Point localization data
☆ ☆ ☆
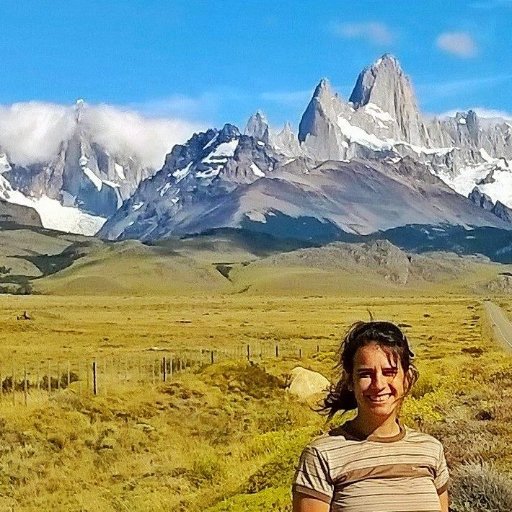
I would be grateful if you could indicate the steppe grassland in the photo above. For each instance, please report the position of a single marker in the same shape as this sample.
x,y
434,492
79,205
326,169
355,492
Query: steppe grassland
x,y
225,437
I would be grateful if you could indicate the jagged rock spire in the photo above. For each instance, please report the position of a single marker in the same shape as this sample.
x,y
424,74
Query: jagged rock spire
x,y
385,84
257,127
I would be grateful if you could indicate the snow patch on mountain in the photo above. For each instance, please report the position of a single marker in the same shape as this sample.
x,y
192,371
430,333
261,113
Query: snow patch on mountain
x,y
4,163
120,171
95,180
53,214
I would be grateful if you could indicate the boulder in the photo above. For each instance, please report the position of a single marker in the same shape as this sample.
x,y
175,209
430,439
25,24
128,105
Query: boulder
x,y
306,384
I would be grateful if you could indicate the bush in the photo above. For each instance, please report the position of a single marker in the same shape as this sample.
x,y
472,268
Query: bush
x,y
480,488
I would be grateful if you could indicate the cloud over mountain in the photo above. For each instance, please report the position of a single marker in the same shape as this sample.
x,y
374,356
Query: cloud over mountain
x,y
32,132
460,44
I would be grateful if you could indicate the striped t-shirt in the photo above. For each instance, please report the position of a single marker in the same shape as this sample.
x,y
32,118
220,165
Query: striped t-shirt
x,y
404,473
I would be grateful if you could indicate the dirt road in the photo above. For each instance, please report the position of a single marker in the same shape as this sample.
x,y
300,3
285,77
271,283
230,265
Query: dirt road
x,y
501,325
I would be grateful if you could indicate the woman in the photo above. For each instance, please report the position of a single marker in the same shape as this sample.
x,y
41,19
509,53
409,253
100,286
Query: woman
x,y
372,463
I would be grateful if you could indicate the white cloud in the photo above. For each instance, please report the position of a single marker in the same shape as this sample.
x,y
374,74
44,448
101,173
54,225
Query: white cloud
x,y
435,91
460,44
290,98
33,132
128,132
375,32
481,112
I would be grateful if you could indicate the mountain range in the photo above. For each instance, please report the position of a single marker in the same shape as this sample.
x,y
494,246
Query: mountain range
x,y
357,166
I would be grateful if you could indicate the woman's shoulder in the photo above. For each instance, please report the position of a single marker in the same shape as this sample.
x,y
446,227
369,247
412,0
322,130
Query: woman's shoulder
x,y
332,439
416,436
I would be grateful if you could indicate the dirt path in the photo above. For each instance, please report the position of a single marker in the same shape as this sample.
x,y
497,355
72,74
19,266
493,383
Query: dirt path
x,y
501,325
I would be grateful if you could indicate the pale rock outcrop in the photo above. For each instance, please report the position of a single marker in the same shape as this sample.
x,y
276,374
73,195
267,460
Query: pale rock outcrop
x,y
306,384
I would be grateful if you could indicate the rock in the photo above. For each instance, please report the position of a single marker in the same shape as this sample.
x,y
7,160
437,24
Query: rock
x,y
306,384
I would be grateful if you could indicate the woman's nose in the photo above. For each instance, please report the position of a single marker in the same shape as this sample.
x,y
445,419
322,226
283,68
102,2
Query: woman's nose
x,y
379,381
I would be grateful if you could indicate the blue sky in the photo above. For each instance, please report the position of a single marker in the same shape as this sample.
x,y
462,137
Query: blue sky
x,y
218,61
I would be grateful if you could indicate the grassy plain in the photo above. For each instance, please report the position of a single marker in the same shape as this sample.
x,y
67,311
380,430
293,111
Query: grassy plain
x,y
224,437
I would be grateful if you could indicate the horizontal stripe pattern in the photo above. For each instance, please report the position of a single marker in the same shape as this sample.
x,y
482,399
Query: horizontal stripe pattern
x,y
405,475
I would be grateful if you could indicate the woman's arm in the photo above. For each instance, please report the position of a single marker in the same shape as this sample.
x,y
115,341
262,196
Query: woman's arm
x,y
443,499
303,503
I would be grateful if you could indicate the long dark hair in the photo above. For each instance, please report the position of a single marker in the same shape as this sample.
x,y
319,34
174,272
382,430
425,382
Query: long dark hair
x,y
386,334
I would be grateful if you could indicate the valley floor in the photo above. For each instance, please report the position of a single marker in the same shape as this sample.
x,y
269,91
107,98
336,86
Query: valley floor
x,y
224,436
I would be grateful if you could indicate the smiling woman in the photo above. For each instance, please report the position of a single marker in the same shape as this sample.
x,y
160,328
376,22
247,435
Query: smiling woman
☆ ☆ ☆
### [Try it]
Return a copy of each line in the records above that has "smiling" in it.

### [Task output]
I would be grateful if you could indicate the smiling woman in the photo above. For each instance, please report the position of a single marker in the same shape as this sample.
Query: smiling woman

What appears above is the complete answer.